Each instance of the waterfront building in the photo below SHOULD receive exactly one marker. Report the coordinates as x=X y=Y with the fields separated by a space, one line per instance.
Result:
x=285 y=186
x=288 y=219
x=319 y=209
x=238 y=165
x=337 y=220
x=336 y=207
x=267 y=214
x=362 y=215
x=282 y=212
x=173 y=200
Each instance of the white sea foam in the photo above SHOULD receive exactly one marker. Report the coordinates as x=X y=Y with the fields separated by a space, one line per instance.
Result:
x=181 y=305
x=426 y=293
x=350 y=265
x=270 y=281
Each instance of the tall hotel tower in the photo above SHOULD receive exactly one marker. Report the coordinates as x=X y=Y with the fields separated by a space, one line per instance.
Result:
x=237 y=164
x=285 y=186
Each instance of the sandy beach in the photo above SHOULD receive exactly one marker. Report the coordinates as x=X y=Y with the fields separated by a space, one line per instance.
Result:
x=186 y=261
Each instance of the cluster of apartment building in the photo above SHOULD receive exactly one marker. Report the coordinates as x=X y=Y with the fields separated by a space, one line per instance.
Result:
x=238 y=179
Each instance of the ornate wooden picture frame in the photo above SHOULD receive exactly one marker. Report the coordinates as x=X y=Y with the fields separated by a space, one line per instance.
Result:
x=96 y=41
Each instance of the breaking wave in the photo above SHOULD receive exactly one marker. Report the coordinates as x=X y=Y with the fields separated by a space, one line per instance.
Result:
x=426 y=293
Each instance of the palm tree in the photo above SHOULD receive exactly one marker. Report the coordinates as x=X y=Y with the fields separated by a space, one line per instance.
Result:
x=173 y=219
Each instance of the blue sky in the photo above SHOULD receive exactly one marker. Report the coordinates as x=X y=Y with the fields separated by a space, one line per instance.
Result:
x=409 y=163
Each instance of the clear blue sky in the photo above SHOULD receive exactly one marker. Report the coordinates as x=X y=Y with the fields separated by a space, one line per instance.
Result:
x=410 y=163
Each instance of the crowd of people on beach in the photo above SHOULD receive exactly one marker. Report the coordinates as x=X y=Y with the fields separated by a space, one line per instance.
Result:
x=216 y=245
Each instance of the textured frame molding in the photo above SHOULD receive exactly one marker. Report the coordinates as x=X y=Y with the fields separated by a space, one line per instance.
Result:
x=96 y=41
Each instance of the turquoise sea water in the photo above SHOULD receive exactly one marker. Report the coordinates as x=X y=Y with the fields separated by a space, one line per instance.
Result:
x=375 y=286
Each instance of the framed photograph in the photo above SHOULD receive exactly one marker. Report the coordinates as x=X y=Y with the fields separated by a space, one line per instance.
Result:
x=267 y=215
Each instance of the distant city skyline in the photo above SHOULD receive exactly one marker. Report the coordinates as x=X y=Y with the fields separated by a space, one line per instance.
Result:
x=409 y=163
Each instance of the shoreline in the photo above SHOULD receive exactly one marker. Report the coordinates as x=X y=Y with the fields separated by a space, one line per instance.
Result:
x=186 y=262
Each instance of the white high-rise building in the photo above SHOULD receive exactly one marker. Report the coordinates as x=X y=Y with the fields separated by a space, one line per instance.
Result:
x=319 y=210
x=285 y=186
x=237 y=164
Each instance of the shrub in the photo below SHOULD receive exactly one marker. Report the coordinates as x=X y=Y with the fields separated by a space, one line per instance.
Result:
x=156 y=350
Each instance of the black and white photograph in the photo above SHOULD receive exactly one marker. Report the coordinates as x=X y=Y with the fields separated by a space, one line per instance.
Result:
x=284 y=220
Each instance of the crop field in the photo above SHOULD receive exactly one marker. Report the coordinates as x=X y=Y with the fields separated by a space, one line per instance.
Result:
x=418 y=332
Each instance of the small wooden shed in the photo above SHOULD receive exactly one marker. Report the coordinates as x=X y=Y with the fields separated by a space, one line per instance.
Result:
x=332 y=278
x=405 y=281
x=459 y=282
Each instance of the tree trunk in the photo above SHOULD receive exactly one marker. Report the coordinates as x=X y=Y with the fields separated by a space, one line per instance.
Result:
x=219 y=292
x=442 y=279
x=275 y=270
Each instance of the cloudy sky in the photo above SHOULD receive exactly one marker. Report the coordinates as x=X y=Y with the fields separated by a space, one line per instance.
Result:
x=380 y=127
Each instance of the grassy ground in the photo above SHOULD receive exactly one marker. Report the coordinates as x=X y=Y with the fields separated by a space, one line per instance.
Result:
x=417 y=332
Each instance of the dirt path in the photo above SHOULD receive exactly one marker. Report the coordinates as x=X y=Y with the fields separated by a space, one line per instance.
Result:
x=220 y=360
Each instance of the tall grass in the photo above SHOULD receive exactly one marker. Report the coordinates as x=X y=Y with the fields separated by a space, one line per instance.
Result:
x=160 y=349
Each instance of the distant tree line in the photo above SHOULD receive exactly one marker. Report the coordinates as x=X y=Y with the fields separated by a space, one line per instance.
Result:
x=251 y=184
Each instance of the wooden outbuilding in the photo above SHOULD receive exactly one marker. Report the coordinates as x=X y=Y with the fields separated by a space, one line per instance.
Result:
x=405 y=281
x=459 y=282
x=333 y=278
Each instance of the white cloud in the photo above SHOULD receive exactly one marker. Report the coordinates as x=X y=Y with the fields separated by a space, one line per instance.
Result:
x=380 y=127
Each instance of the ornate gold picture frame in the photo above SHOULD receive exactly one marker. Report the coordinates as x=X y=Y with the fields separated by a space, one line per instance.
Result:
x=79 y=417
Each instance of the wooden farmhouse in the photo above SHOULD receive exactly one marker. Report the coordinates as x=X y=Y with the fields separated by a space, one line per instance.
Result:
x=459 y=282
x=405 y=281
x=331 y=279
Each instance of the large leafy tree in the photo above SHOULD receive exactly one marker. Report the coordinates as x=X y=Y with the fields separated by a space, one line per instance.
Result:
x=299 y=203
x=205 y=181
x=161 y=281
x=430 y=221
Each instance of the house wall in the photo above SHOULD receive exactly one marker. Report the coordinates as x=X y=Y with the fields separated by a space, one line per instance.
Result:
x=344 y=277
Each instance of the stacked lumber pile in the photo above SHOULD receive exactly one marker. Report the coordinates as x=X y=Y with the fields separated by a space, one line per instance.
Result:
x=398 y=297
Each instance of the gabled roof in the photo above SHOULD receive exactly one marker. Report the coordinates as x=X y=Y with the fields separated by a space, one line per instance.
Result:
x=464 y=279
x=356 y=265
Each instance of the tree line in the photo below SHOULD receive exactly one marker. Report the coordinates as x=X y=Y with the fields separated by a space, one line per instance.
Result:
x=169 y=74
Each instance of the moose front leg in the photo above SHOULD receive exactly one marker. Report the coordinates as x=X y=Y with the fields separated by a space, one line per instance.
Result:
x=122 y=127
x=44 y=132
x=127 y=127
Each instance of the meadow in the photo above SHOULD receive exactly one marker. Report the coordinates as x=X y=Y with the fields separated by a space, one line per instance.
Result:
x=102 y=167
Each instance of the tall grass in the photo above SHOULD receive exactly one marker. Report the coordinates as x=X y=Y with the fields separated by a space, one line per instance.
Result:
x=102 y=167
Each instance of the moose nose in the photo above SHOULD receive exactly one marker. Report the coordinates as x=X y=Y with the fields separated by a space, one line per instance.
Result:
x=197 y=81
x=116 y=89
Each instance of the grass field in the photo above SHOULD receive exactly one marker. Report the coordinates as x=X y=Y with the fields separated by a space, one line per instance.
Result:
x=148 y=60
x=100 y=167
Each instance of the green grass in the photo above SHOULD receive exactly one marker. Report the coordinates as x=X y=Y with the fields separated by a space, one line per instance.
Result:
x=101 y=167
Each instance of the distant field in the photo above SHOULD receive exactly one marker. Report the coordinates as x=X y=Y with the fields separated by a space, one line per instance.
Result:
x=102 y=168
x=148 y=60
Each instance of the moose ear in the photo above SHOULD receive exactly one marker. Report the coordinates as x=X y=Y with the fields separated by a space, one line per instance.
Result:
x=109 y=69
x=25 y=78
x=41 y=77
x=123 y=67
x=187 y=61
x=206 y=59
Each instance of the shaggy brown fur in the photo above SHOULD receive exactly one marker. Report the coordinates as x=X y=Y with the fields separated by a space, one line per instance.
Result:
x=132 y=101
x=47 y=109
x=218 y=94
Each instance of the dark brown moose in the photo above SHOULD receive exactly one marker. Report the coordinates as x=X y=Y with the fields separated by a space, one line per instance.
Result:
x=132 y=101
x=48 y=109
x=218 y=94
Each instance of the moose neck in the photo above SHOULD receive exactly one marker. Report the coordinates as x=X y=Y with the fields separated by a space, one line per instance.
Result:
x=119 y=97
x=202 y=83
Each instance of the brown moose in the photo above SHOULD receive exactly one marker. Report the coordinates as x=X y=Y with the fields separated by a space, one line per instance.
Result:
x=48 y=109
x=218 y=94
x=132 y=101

> Task prompt
The lines above that hold the string "picture" are to be located and copied.

> Response below
Each instance of the ornate wooden picture frame in the photo above SHOULD receive exactly one marker. Report the coordinates as x=X y=Y with the fields separated by a space, one line per instance.
Each instance of the ornate gold picture frame in the photo above SHOULD receive exactly one marker. Report the coordinates as x=X y=Y with the fields separated by a space, one line per instance.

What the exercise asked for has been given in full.